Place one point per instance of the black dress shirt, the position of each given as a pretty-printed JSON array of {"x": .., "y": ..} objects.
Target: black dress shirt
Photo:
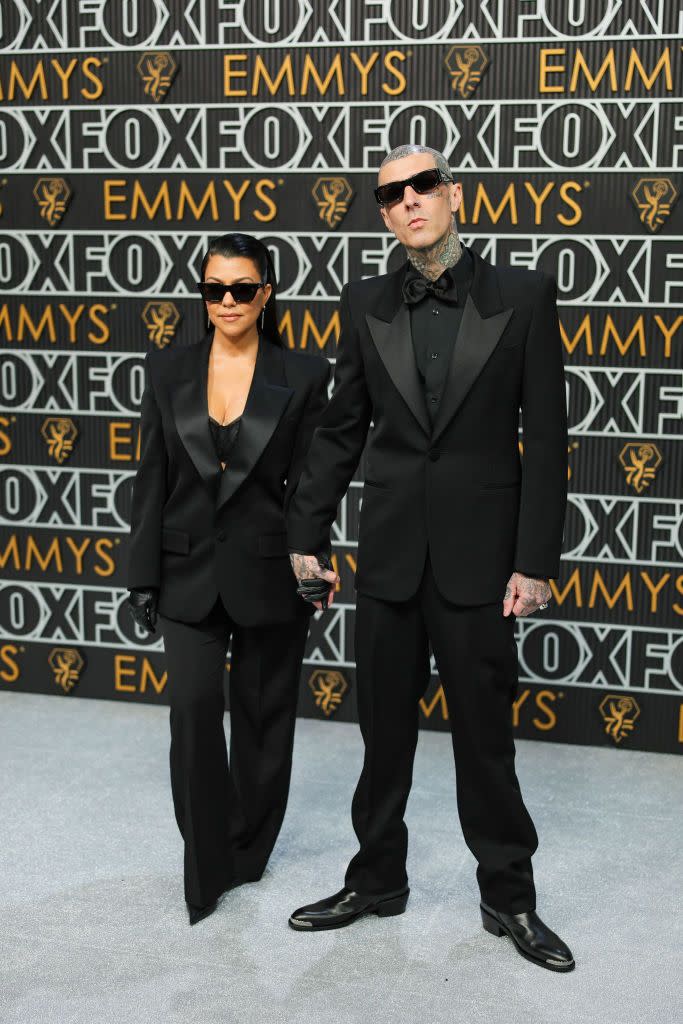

---

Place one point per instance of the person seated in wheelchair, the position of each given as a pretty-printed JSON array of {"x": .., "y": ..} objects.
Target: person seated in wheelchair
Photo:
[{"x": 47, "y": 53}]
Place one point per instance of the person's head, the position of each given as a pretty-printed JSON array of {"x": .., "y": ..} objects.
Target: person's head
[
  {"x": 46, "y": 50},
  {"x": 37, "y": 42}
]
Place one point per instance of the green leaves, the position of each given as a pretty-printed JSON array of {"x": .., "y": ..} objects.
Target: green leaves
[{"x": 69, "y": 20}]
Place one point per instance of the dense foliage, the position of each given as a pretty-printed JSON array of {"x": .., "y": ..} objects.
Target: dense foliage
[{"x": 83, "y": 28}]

---

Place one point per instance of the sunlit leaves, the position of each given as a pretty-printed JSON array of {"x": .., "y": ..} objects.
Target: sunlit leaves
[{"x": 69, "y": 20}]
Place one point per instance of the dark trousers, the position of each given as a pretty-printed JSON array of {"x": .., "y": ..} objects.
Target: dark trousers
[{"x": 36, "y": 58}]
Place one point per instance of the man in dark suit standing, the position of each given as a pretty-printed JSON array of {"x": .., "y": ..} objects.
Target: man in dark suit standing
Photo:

● Written instruction
Collect every line from the records above that contains the string "sunlit", and copy each one unchanged.

● Answer in full
Place one point per instance of the sunlit leaves, the position of each given as a pretty-printed JSON array of {"x": .., "y": ..} objects.
Target: sunlit leaves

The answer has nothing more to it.